### [Goal]
Write down every entry below once more, exactly.
- - -
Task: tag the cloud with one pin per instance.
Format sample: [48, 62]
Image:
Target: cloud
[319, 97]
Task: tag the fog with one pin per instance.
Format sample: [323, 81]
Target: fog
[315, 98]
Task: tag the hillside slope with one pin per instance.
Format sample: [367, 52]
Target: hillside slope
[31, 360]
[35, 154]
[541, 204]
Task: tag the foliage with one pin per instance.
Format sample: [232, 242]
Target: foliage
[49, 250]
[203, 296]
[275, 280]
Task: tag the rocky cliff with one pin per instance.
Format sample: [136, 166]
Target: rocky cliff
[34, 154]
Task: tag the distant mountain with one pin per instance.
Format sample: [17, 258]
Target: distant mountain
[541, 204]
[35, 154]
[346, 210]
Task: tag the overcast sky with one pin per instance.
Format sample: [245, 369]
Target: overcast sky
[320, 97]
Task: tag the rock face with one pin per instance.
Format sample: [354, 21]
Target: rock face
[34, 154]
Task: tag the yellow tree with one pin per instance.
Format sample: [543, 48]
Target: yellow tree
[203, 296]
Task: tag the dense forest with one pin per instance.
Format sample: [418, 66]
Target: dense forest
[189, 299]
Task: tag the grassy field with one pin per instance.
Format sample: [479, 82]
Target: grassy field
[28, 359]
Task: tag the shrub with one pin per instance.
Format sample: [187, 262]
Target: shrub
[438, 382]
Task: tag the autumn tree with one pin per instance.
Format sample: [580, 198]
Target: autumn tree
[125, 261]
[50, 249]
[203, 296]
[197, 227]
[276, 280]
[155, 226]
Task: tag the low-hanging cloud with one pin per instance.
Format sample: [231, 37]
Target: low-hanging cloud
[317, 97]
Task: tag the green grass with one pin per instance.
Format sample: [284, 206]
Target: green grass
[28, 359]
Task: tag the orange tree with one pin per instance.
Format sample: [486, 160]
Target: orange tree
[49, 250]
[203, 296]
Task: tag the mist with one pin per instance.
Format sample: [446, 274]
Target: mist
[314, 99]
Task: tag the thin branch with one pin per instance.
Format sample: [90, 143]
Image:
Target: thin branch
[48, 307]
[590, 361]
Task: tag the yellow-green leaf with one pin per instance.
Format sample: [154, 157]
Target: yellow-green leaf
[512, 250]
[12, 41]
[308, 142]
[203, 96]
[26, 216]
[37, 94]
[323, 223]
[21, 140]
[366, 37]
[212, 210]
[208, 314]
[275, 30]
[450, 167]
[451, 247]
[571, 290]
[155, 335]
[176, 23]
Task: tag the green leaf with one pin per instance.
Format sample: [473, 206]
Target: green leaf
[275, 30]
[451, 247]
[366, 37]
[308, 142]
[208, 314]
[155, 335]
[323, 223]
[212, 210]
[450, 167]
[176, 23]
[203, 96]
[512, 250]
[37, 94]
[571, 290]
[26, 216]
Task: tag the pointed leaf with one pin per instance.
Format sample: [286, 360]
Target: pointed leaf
- - -
### [Solved exercise]
Task: tag the cloud with one pin per instance.
Format sample: [48, 62]
Image:
Target: cloud
[319, 97]
Task: tag the fog with one pin per instance.
Format sample: [323, 81]
Target: fog
[315, 98]
Task: tag the hillside slope with one pin per instance.
Format sample: [367, 52]
Target: hillside slope
[31, 360]
[35, 154]
[541, 204]
Task: tag the foliage with one pin per instance.
Format sample: [232, 242]
Target: foliage
[49, 250]
[203, 296]
[275, 280]
Task: tag the rocky cliff with one pin per instance.
Format sample: [136, 166]
Target: rocky cliff
[34, 154]
Task: tag the distant mountain with one pin per instance.
Format sample: [17, 258]
Target: distant mountain
[541, 204]
[35, 154]
[346, 210]
Task: tag the overcast sky with one pin per instance.
Format sample: [245, 369]
Target: overcast sky
[320, 97]
Task: tag the rock face with one pin per instance.
Format sample: [354, 21]
Target: rock face
[34, 154]
Task: tag the yellow tree with one pin per instance.
Format sample: [543, 48]
Target: yellow tree
[203, 296]
Task: tag the dense forest with one pin per instance.
Format sample: [418, 66]
Target: dense forest
[189, 299]
Task: tag the grassy field with one pin per instance.
Format sample: [479, 82]
Target: grassy field
[28, 359]
Task: tag the shrub with one pin per instance.
Format sample: [187, 262]
Target: shrub
[438, 382]
Task: tag the autumn tree with one pin per instance.
Format sample: [580, 198]
Target: autumn tree
[125, 261]
[50, 249]
[203, 296]
[197, 227]
[276, 280]
[155, 226]
Task: tag the low-hanging cloud with one pin per instance.
Format sample: [231, 37]
Target: low-hanging cloud
[317, 97]
Task: tag the green grass with one pin per instance.
Format sample: [284, 206]
Target: green grass
[28, 359]
Task: tag the orange tree with one pin per instance.
Format sample: [486, 160]
Target: orange tree
[49, 250]
[203, 296]
Task: tag the mist with one pin per instance.
Format sample: [446, 274]
Target: mist
[314, 99]
Task: tag the thin branch with one pin per instance.
Format sample: [90, 143]
Image:
Target: thin branch
[48, 307]
[590, 361]
Task: tag the yellow-green leaf with one pin per instance.
Format sample: [154, 157]
Target: yellow-green leaf
[512, 250]
[12, 41]
[308, 142]
[203, 96]
[26, 216]
[37, 94]
[323, 223]
[21, 140]
[366, 37]
[212, 210]
[208, 314]
[275, 30]
[450, 167]
[451, 247]
[571, 290]
[155, 335]
[176, 23]
Task: tag the green leaf with one pin per instance.
Format sample: [473, 206]
Target: green leaf
[275, 30]
[451, 247]
[366, 37]
[308, 142]
[208, 314]
[155, 335]
[323, 223]
[212, 210]
[450, 167]
[176, 23]
[203, 96]
[512, 250]
[37, 94]
[571, 290]
[26, 216]
Task: tag the pointed leaf with one pin per instance.
Format sample: [286, 360]
Target: pointed leaf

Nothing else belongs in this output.